● **DATA PROVIDED**:
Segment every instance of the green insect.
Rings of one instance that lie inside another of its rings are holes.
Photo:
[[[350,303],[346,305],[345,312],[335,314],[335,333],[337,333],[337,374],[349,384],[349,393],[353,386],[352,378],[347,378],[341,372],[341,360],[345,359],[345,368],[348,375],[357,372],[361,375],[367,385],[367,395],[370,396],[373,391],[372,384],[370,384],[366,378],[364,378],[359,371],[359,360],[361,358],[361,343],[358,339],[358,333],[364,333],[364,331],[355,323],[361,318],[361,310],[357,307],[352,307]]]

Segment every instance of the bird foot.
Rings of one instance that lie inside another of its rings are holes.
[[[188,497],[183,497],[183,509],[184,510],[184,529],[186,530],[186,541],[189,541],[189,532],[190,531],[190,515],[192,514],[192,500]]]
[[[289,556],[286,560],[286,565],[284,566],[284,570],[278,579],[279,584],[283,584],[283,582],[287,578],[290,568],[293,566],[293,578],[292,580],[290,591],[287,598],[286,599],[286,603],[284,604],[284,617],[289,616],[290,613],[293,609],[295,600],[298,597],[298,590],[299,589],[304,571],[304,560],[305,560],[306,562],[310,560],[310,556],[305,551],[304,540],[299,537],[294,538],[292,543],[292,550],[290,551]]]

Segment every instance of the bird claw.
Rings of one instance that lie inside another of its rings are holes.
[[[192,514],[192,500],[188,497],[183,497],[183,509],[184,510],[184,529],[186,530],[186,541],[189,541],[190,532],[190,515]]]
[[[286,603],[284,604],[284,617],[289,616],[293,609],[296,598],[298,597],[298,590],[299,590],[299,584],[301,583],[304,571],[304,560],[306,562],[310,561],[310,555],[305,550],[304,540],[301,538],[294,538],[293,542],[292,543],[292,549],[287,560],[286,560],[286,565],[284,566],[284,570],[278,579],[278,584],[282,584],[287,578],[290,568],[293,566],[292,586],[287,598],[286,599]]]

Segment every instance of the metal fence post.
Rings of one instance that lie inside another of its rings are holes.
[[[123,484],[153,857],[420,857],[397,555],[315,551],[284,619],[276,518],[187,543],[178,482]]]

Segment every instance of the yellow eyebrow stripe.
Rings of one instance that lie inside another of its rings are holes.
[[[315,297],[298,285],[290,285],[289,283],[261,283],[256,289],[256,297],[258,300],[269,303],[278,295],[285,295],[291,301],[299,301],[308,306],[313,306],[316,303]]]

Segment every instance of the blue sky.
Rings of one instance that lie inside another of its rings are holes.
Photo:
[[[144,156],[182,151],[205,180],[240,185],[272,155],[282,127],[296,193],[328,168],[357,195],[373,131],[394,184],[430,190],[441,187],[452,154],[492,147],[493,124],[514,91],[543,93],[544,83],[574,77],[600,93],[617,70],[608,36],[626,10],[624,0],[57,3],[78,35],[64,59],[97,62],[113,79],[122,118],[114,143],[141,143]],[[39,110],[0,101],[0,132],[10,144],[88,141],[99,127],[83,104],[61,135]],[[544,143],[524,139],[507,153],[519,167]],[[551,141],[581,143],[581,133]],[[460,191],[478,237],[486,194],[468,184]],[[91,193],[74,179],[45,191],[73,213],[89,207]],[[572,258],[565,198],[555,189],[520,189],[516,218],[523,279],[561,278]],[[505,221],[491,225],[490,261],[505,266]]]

● **INSTRUCTION**: Copy each of the rows above line by line, with no change to any word or mark.

● **SOLUTION**:
Segment every instance of the green insect.
Rings of one instance that lie inside another of its rings are holes.
Photo:
[[[350,303],[346,305],[345,312],[335,314],[335,333],[337,333],[337,374],[349,384],[349,393],[353,386],[352,378],[347,378],[341,372],[341,360],[345,359],[345,368],[348,375],[357,372],[361,375],[367,385],[367,395],[370,396],[373,391],[372,384],[370,384],[366,378],[364,378],[359,371],[359,360],[361,358],[361,343],[358,339],[358,333],[364,333],[364,331],[355,323],[361,318],[361,310],[357,307],[352,307]]]

Segment every instance of the bird foot.
Rings of one instance that lie inside another of its rings are holes.
[[[188,497],[183,497],[183,509],[184,510],[184,529],[186,530],[186,541],[189,541],[189,532],[190,531],[190,515],[192,514],[192,500]]]
[[[289,556],[286,560],[286,565],[284,566],[284,570],[278,579],[279,584],[283,584],[283,582],[287,578],[290,568],[293,566],[293,578],[292,580],[290,591],[287,598],[286,599],[286,603],[284,604],[284,617],[289,616],[290,613],[293,609],[295,600],[298,597],[298,590],[299,589],[304,571],[304,560],[305,560],[306,562],[310,560],[310,556],[305,551],[304,540],[299,537],[294,538],[292,543],[292,550],[290,551]]]

Segment every instance of the bird claw.
Rings of one instance that lie inside another of its rings are holes.
[[[192,514],[192,500],[188,497],[183,497],[183,509],[184,510],[184,529],[186,530],[186,541],[189,541],[190,532],[190,515]]]
[[[286,603],[284,604],[284,617],[289,616],[293,609],[296,598],[298,597],[298,590],[299,590],[299,584],[301,583],[304,571],[304,560],[306,562],[310,561],[310,555],[305,550],[304,540],[301,538],[294,538],[293,542],[292,543],[292,549],[287,560],[286,560],[286,565],[284,566],[284,570],[278,579],[278,584],[282,584],[287,578],[290,568],[293,566],[292,586],[287,598],[286,599]]]

Segment every instance of the metal fence post.
Rings of one instance that lie inside another of its rings are holes.
[[[123,484],[153,857],[420,857],[397,555],[315,551],[284,619],[276,518],[187,543],[178,482]]]

Segment every instance of the yellow eyebrow stripe.
Rings of one instance that lie inside another of its rings are holes.
[[[315,297],[298,285],[290,285],[289,283],[261,283],[256,289],[256,297],[258,300],[269,303],[278,295],[285,295],[291,301],[299,301],[308,306],[313,306],[316,303]]]

Segment every instance of the blue sky.
Rings of one instance that lie inside another of its rings are holes.
Photo:
[[[144,156],[182,151],[205,180],[240,185],[272,155],[282,127],[296,193],[328,168],[357,195],[373,131],[394,184],[430,190],[441,187],[452,154],[492,147],[493,124],[514,91],[543,93],[544,83],[574,77],[600,93],[617,70],[608,36],[626,10],[624,0],[57,3],[78,35],[64,59],[97,62],[113,79],[122,118],[114,143],[141,143]],[[39,110],[0,101],[0,132],[10,144],[88,141],[99,127],[83,104],[61,135]],[[544,143],[524,139],[507,153],[519,167]],[[551,141],[581,143],[581,133]],[[460,191],[478,237],[486,194],[468,184]],[[91,193],[74,179],[45,191],[73,213],[89,207]],[[572,258],[565,198],[555,189],[520,189],[516,218],[523,279],[561,278]],[[505,221],[491,225],[490,261],[505,266]]]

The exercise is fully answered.